___ BLOC DE TEXTE ___

Une méconnaissance du corps

«Quand on m’a raconté cet orgasme, j’ai eu l’impression qu’on m’avait caché un truc 100 fois mieux que le reste et que je n’y avais pas accès car j’étais hétéro, se souvient Cookie Kalkair, dessinateur. C’était faux, la culture patriarcale nous a enfermés dans notre propre cage.» Ironie du sort, alors qu’ils en détenaient le pouvoir, les hommes ne maîtrisent pas leur propre sexualité. «À cause de leur éducation, ils sont des handicapés émotionnels, étrangers à eux-mêmes et concentrés uniquement sur leur pénis», résume la sociologue Christine Castelain Meunier. Or cette ignorance de son propre corps s’avère problématique. «Les hommes qui ont des varices ne montrent jamais leurs jambes à leur médecin alors qu’ils s’exposent à des maladies cardio-vasculaires», illustre la spécialiste du genre.

Face à cette méconnaissance, Cookie Kalkair publie le blog Pénis de Table, transformé en 2018 en bande-dessinée (2). Il y met en scène une discussion informelle entre sept hommes, aux orientations sexuelles diverses, autour de la sexualité masculine. «Cette parole masculine ne s’inscrit plus dans un rapport de compétition, de comparaison mais d’échange», observe le sexothérapeute Alain Héril.

https://instagram.com/p/BSI6y0lD5AX

Le dessinateur en est conscient, il fait partie d’une poignée de privilégiés à regarder plus loin que leur pénis. «Le décloisonnement des mœurs et les réflexions autour de la « transidentité » touchent davantage les jeunes hommes diplômés des grandes villes, analyse Christine Castelain Meunier. Ils aspirent désormais à être eux-mêmes, connaître leurs désirs et orienter leurs choix indépendamment des stéréotypes et des injonctions.» «Les hommes jouent depuis toujours avec leur extériorité, leur pénis, aujourd’hui il est temps de se réapproprier l’intériorité», renchérit la sexothérapeute Nathalie Giraud Desforges.

___ EXTRAIT DE DONNÉES ___

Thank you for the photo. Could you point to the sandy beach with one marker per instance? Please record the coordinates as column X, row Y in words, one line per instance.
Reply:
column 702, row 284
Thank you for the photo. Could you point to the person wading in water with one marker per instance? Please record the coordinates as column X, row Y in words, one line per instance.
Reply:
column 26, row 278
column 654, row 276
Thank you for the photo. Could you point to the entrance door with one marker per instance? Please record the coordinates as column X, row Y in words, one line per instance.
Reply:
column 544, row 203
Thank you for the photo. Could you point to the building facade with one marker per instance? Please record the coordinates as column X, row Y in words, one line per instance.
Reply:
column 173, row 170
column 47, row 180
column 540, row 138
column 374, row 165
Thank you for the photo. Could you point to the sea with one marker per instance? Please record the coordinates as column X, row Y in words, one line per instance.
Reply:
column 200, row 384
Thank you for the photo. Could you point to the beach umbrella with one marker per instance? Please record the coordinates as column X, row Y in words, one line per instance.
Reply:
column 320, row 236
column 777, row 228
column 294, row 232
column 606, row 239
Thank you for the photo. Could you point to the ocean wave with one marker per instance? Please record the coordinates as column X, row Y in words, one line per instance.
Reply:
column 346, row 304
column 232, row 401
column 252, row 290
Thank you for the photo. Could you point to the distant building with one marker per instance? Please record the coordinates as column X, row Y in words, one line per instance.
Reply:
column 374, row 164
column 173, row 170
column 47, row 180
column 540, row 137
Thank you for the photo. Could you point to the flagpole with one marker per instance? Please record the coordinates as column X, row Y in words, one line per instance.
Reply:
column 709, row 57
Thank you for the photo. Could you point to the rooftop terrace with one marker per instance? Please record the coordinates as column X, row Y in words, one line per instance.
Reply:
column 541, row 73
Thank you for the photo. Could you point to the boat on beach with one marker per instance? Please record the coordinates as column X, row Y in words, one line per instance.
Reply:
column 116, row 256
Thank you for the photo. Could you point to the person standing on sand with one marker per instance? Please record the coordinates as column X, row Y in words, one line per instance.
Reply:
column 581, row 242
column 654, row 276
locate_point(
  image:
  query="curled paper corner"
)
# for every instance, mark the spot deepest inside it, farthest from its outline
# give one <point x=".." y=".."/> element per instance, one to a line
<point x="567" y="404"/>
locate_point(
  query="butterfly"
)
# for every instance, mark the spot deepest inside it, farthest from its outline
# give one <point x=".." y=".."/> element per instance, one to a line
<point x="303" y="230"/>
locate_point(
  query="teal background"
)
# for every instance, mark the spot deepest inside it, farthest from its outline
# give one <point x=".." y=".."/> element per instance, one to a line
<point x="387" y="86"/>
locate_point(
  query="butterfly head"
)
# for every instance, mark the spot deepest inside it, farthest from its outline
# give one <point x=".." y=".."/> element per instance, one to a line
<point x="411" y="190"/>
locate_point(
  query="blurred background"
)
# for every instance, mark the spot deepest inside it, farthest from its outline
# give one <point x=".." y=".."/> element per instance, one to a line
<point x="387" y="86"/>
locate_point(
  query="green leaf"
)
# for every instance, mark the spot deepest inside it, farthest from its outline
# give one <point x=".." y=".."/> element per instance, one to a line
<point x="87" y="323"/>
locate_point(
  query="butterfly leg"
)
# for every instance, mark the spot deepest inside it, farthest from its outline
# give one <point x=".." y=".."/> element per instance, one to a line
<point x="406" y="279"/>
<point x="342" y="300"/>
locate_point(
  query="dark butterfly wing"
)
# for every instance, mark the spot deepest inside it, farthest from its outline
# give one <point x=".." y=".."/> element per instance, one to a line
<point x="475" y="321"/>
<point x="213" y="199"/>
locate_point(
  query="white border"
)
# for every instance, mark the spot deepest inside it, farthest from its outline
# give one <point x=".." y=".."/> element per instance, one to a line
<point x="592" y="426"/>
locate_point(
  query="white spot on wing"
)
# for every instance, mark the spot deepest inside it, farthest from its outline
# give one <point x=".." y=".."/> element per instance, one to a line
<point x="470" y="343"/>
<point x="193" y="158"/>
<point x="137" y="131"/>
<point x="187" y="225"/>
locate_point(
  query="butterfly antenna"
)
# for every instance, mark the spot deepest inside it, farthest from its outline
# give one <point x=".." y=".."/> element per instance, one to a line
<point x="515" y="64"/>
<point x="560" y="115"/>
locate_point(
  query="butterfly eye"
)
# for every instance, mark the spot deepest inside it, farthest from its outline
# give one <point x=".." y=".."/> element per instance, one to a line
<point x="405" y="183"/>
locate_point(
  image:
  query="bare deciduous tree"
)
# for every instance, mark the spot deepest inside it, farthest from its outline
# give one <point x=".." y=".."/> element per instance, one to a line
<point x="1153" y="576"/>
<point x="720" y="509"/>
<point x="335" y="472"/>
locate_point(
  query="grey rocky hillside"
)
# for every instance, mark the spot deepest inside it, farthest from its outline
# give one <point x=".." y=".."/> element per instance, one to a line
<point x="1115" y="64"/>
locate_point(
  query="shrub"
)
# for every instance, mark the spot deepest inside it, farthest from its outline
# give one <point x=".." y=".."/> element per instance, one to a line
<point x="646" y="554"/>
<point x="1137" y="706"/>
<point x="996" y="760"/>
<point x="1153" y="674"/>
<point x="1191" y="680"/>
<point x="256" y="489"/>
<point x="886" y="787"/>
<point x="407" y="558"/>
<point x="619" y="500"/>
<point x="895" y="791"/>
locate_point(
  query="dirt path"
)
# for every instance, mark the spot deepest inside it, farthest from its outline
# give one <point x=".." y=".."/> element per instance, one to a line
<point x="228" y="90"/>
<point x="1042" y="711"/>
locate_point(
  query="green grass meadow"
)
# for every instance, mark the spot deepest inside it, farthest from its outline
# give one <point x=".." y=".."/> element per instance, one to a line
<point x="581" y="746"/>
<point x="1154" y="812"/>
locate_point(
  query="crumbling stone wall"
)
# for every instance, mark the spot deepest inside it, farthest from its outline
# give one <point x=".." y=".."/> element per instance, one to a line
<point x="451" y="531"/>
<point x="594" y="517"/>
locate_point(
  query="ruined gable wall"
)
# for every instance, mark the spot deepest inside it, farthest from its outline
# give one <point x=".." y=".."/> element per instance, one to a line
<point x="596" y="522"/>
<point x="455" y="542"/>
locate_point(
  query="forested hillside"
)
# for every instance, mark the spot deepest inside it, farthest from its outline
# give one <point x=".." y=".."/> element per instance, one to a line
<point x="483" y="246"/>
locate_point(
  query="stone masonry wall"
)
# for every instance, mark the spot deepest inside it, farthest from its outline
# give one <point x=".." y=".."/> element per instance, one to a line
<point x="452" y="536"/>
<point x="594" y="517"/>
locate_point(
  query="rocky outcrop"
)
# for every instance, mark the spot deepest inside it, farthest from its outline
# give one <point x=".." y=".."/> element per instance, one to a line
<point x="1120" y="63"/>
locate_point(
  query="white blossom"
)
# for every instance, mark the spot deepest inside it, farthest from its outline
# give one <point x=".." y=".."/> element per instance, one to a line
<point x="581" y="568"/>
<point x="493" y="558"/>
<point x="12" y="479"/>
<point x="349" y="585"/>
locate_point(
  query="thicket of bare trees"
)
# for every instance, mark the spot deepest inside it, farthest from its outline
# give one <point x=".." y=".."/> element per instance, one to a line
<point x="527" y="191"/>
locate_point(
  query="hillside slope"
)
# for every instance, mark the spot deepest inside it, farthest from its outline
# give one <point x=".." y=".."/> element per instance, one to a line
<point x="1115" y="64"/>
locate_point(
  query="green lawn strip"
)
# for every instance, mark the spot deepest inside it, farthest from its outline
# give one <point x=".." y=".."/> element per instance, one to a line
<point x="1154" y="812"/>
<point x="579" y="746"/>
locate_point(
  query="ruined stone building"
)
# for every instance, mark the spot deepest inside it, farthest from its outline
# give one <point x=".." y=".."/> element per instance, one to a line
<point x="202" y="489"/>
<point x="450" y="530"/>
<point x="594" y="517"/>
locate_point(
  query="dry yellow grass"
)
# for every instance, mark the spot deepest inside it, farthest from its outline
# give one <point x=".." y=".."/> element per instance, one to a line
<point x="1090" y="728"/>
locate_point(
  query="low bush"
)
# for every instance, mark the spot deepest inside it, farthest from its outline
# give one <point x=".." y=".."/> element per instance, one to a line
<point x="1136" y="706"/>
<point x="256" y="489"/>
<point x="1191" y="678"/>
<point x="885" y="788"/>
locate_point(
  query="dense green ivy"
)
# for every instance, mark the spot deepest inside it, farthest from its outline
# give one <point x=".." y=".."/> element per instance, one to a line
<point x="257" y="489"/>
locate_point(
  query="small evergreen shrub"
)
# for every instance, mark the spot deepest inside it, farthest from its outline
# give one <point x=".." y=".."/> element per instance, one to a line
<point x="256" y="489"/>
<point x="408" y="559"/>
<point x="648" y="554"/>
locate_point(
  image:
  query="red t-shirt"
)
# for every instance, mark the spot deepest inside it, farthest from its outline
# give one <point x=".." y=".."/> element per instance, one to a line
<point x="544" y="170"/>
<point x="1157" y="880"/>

___

TÂCHE À RÉALISER
Transcrivez le passage du texte sur la méconnaissance du corps masculin qui s'ouvre sur les mots "Une méconnaissance du" et se termine par "spécialiste du genre.".

RÉSULTAT ATTENDU
Une méconnaissance du corps

«Quand on m’a raconté cet orgasme, j’ai eu l’impression qu’on m’avait caché un truc 100 fois mieux que le reste et que je n’y avais pas accès car j’étais hétéro, se souvient Cookie Kalkair, dessinateur. C’était faux, la culture patriarcale nous a enfermés dans notre propre cage.» Ironie du sort, alors qu’ils en détenaient le pouvoir, les hommes ne maîtrisent pas leur propre sexualité. «À cause de leur éducation, ils sont des handicapés émotionnels, étrangers à eux-mêmes et concentrés uniquement sur leur pénis», résume la sociologue Christine Castelain Meunier. Or cette ignorance de son propre corps s’avère problématique. «Les hommes qui ont des varices ne montrent jamais leurs jambes à leur médecin alors qu’ils s’exposent à des maladies cardio-vasculaires», illustre la spécialiste du genre.